**Source material:**
____________
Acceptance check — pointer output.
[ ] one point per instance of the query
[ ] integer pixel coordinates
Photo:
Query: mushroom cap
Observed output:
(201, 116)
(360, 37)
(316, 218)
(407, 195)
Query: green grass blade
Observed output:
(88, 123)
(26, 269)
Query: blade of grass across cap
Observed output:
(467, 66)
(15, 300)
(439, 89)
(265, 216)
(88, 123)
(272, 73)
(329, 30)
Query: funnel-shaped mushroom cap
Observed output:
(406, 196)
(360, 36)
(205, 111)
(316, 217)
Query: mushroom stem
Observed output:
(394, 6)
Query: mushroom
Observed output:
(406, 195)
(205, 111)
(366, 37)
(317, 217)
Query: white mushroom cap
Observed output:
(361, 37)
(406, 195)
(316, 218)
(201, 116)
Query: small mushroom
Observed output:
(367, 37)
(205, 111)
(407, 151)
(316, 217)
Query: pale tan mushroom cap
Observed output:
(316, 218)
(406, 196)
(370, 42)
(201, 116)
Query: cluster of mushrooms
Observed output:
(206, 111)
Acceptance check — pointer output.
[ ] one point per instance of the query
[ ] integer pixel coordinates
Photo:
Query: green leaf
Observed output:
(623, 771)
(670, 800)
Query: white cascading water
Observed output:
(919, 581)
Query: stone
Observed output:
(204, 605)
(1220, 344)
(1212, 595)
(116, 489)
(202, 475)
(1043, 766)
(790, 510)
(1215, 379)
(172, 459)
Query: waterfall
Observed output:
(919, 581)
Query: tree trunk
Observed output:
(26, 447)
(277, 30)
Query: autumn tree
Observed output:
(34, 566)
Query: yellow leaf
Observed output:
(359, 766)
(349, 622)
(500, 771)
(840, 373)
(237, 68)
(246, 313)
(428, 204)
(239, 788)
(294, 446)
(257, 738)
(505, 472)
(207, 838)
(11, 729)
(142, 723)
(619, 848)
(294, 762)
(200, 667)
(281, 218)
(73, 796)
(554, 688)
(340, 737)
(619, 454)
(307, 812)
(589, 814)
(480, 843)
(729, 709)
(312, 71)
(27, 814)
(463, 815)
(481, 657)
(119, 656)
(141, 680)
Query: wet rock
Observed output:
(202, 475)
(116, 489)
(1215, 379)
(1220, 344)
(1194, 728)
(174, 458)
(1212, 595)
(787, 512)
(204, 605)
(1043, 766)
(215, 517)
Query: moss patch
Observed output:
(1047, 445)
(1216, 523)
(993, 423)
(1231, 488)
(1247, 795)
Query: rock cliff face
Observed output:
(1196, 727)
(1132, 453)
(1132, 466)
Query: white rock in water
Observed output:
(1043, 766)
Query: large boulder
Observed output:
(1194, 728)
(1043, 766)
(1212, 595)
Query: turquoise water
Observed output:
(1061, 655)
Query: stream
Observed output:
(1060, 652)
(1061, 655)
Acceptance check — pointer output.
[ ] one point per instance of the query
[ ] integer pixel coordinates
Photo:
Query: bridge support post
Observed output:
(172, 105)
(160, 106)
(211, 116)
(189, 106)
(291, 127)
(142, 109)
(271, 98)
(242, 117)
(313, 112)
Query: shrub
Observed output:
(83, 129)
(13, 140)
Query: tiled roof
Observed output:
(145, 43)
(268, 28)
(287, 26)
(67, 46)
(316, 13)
____________
**About this exercise:** Go through the records above and return every line that holds the string "grass".

**Exercise result:**
Query: green grass blade
Query: blade of grass across cap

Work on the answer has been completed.